GOAL: Would you repeat the listing exactly but omit every picture?

========================================================================

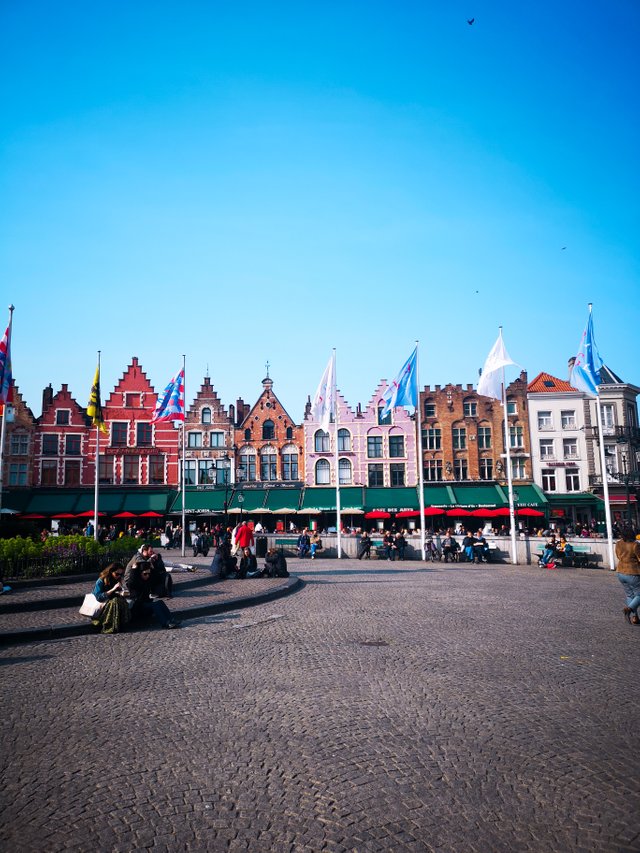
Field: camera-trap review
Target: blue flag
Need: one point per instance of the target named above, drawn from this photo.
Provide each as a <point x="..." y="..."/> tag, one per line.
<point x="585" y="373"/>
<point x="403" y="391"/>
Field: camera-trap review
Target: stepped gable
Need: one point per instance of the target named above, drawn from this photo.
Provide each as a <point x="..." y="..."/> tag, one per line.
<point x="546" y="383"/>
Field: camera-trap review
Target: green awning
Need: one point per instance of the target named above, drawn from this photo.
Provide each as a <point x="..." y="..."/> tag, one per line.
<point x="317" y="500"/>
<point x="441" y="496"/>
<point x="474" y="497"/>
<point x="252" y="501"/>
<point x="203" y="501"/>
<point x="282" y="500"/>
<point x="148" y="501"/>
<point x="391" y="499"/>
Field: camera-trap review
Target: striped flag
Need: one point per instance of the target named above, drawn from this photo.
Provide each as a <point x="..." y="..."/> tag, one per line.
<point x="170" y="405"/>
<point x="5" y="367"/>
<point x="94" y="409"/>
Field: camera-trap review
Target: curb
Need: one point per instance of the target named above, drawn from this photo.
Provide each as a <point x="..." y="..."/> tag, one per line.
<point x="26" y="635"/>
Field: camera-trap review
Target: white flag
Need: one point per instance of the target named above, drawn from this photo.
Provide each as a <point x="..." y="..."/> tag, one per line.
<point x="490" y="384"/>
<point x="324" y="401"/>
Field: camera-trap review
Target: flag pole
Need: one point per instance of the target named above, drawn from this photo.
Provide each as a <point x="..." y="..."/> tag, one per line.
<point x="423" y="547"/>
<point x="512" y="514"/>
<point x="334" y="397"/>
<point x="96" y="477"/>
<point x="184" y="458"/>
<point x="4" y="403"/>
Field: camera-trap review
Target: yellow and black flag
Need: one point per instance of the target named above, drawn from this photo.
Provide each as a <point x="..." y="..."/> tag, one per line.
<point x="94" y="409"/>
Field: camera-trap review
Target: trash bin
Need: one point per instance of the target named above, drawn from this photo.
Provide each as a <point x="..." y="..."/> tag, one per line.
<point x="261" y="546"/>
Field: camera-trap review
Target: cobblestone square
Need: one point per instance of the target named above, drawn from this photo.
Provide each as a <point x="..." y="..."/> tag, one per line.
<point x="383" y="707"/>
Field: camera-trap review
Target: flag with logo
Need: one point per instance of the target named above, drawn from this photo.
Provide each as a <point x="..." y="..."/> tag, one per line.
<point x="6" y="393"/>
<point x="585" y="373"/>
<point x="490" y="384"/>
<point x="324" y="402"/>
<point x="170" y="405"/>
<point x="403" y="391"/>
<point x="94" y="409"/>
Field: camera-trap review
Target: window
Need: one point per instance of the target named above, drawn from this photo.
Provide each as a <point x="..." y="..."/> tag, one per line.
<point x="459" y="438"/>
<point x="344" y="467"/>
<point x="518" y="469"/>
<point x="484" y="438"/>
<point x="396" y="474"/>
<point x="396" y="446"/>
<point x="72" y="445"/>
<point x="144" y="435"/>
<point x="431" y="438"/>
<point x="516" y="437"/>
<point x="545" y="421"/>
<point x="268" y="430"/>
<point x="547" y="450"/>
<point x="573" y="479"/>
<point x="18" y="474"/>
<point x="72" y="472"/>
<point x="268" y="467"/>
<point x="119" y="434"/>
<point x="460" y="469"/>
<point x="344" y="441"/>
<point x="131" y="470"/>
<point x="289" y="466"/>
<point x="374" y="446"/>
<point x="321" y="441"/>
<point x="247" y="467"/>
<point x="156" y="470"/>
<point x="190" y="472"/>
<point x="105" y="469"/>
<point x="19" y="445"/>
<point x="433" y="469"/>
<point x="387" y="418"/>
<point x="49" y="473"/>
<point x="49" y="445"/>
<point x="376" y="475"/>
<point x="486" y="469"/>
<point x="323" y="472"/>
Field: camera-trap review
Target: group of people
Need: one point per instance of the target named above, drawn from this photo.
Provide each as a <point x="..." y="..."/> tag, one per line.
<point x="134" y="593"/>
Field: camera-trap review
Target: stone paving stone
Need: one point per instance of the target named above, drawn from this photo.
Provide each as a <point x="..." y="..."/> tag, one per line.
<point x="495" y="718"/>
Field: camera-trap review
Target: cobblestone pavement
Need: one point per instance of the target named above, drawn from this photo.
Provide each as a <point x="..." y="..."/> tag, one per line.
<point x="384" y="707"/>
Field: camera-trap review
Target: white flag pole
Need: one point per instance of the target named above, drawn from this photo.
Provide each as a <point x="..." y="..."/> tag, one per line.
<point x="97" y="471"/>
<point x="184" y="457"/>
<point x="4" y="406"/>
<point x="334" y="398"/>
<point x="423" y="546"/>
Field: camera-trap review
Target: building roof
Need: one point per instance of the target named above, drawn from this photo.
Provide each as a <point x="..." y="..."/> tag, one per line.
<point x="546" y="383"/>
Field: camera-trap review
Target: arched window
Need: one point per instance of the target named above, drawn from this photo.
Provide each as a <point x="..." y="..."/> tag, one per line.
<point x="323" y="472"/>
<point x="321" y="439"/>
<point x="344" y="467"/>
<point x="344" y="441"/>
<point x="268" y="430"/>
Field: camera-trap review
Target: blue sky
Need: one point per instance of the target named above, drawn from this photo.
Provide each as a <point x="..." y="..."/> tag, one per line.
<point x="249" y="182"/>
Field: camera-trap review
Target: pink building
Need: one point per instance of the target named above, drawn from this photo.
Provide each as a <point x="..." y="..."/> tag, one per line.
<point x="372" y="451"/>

========================================================================

WRITTEN SOLUTION:
Field: camera-trap review
Target: blue flag
Need: one point per instance of the target named above, drawn from this photo.
Provide each as a <point x="..." y="..."/> tag, one per line.
<point x="585" y="373"/>
<point x="403" y="391"/>
Field: camera-trap review
Target: stepped gable
Need: one point per instance of the target named above, drawn from this photo.
Provide each as a <point x="..." y="..."/> tag, one per line.
<point x="546" y="383"/>
Field: camera-trap review
Target: green awning
Need: one point per instance of the target named above, drawn from this photo.
Provide each as a <point x="..." y="..."/> tag, one per line.
<point x="317" y="500"/>
<point x="441" y="496"/>
<point x="474" y="497"/>
<point x="252" y="501"/>
<point x="203" y="501"/>
<point x="282" y="500"/>
<point x="148" y="501"/>
<point x="391" y="499"/>
Field: camera-trap review
Target: striped flag
Need: one point per instance of the target named above, drawn from this photo.
Provide each as a <point x="..." y="..."/> tag, one per line.
<point x="170" y="405"/>
<point x="5" y="367"/>
<point x="94" y="409"/>
Field: camera-trap review
Target: curb
Need: one point per instance of the target named above, drawn from this photo.
Provide each as a <point x="..." y="..."/> tag, one per line.
<point x="26" y="635"/>
Field: camera-trap review
Target: white flag
Need: one point per instance of the target named above, drawn from this photo.
Provide each as a <point x="..." y="..."/> tag, one per line.
<point x="490" y="384"/>
<point x="324" y="401"/>
Field: camera-trap review
Target: flag pole
Need: one point per instance of the target named above, drawn from this photo.
Provide each as a <point x="..." y="..."/> tag, one per line.
<point x="423" y="547"/>
<point x="512" y="514"/>
<point x="334" y="397"/>
<point x="96" y="477"/>
<point x="184" y="458"/>
<point x="4" y="403"/>
Field: camera-trap review
Target: yellow and black flag
Need: one point per instance of the target named above, drawn from this photo.
Provide each as a <point x="..." y="..."/> tag, one per line.
<point x="94" y="409"/>
Field: camera-trap review
Target: trash bin
Need: one point per instance of the target named above, drawn from this photo.
Provide each as a <point x="..." y="..."/> tag, one per line.
<point x="261" y="546"/>
Field: camera-trap review
Target: cobblestone square
Need: one point per instance of the target named above, drawn from this photo.
Provide each as a <point x="..." y="..."/> tag, one per line.
<point x="383" y="707"/>
Field: camera-trap review
Target: flag with logo
Need: one point per instance of the target named above, drawn from this photo.
Provide each as a <point x="..." y="..."/> tag, one per line.
<point x="6" y="393"/>
<point x="585" y="373"/>
<point x="490" y="384"/>
<point x="324" y="402"/>
<point x="170" y="405"/>
<point x="403" y="391"/>
<point x="94" y="409"/>
Field: camera-trap review
Target: window
Need: one point per instance of the target named above, drawn from this photo.
Provide each as a <point x="..." y="..."/> tag, one per line.
<point x="459" y="438"/>
<point x="344" y="467"/>
<point x="518" y="469"/>
<point x="484" y="438"/>
<point x="396" y="474"/>
<point x="396" y="446"/>
<point x="72" y="445"/>
<point x="144" y="435"/>
<point x="431" y="438"/>
<point x="516" y="437"/>
<point x="545" y="421"/>
<point x="268" y="430"/>
<point x="547" y="450"/>
<point x="573" y="479"/>
<point x="18" y="474"/>
<point x="72" y="472"/>
<point x="268" y="467"/>
<point x="119" y="434"/>
<point x="460" y="469"/>
<point x="344" y="441"/>
<point x="131" y="470"/>
<point x="289" y="466"/>
<point x="374" y="446"/>
<point x="321" y="441"/>
<point x="247" y="467"/>
<point x="156" y="470"/>
<point x="190" y="472"/>
<point x="105" y="469"/>
<point x="19" y="445"/>
<point x="433" y="469"/>
<point x="387" y="418"/>
<point x="49" y="473"/>
<point x="49" y="445"/>
<point x="376" y="475"/>
<point x="486" y="469"/>
<point x="323" y="472"/>
Field: camera-trap review
Target: group of people
Need: one point per instance of the target named above, drawn from this photo.
Provide each as a <point x="..." y="..."/> tag, one per line.
<point x="134" y="593"/>
Field: camera-trap review
Target: stone paving stone
Need: one point per instance of the target named above, drawn from this photo.
Provide each as a <point x="..." y="..."/> tag, one per line.
<point x="495" y="718"/>
Field: camera-trap review
Target: cobblestone pavement
Need: one point per instance of the target named above, drawn from this photo.
Provide each as a <point x="..." y="..."/> tag, one per line.
<point x="384" y="707"/>
Field: camera-trap review
Target: white flag pole
Need: one point per instance of the target named above, drawn from this photo.
Provide each as a <point x="..." y="..."/> tag, one per line.
<point x="97" y="471"/>
<point x="184" y="457"/>
<point x="4" y="406"/>
<point x="334" y="398"/>
<point x="423" y="546"/>
Field: camera-trap review
Target: building roof
Need: one point per instance of the target named above, drawn from this photo.
Provide each as a <point x="..." y="..."/> tag, one per line.
<point x="546" y="383"/>
Field: camera-trap review
Target: arched window
Need: one point per instance of the target named above, drawn from this photo.
Provide each as a <point x="..." y="..."/> tag, one per line.
<point x="323" y="472"/>
<point x="321" y="439"/>
<point x="344" y="467"/>
<point x="344" y="441"/>
<point x="268" y="430"/>
Field: camera-trap review
Target: blue sky
Need: one point per instance of the target named above, drawn from this photo.
Provide each as a <point x="..." y="..."/> tag, one per line.
<point x="249" y="182"/>
Field: camera-trap review
Target: pink building
Need: one point per instance of the target named above, drawn from this photo.
Provide each as a <point x="..." y="..."/> tag, one per line.
<point x="372" y="451"/>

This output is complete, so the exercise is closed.